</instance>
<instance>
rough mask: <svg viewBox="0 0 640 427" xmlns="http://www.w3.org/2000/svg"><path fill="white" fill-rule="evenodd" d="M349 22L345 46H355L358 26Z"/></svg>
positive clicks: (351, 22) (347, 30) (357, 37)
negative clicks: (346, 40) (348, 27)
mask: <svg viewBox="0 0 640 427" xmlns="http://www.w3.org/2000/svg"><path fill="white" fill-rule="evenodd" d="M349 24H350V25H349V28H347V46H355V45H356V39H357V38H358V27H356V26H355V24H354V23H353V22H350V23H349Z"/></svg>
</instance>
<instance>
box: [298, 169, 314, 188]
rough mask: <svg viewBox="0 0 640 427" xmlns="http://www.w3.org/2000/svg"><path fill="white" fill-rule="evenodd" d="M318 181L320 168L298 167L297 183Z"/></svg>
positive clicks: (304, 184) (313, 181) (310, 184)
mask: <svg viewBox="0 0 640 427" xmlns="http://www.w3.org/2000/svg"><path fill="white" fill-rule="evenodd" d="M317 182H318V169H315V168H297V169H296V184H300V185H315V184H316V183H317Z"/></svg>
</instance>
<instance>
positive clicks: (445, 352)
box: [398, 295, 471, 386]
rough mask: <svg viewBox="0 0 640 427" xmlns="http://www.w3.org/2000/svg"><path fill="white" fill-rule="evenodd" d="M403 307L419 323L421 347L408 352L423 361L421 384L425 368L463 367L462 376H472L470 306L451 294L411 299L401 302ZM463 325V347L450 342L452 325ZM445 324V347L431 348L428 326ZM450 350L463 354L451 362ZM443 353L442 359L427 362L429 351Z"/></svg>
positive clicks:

####################

-- TASK OBJECTIVE --
Please edit the items above, replacing every "rough mask" with "coarse mask" and leaving everything else unchanged.

-- SOLVED PROBLEM --
</instance>
<instance>
coarse mask: <svg viewBox="0 0 640 427" xmlns="http://www.w3.org/2000/svg"><path fill="white" fill-rule="evenodd" d="M349 22L345 46H355L358 26Z"/></svg>
positive clicks: (351, 22) (347, 30) (357, 37)
negative clicks: (346, 40) (348, 27)
mask: <svg viewBox="0 0 640 427" xmlns="http://www.w3.org/2000/svg"><path fill="white" fill-rule="evenodd" d="M349 24H350V25H349V28H347V46H355V45H356V39H357V38H358V27H356V26H355V24H354V23H353V22H350V23H349Z"/></svg>
</instance>
<instance>
box: [298, 169, 314, 188]
coarse mask: <svg viewBox="0 0 640 427" xmlns="http://www.w3.org/2000/svg"><path fill="white" fill-rule="evenodd" d="M318 181L320 168L298 167L297 183Z"/></svg>
positive clicks: (304, 184) (313, 181) (310, 184)
mask: <svg viewBox="0 0 640 427" xmlns="http://www.w3.org/2000/svg"><path fill="white" fill-rule="evenodd" d="M317 182H318V169H315V168H297V169H296V184H300V185H315V184H316V183H317Z"/></svg>
</instance>
<instance>
positive clicks: (445, 352)
box: [398, 295, 471, 386]
coarse mask: <svg viewBox="0 0 640 427" xmlns="http://www.w3.org/2000/svg"><path fill="white" fill-rule="evenodd" d="M403 307L419 323L421 347L408 352L423 361L421 384L425 368L463 367L462 376H472L470 306L451 294L411 299L401 302ZM463 325V347L450 342L452 325ZM445 324V347L431 348L428 326ZM450 350L463 354L451 362ZM443 353L442 359L427 362L429 351Z"/></svg>
positive clicks:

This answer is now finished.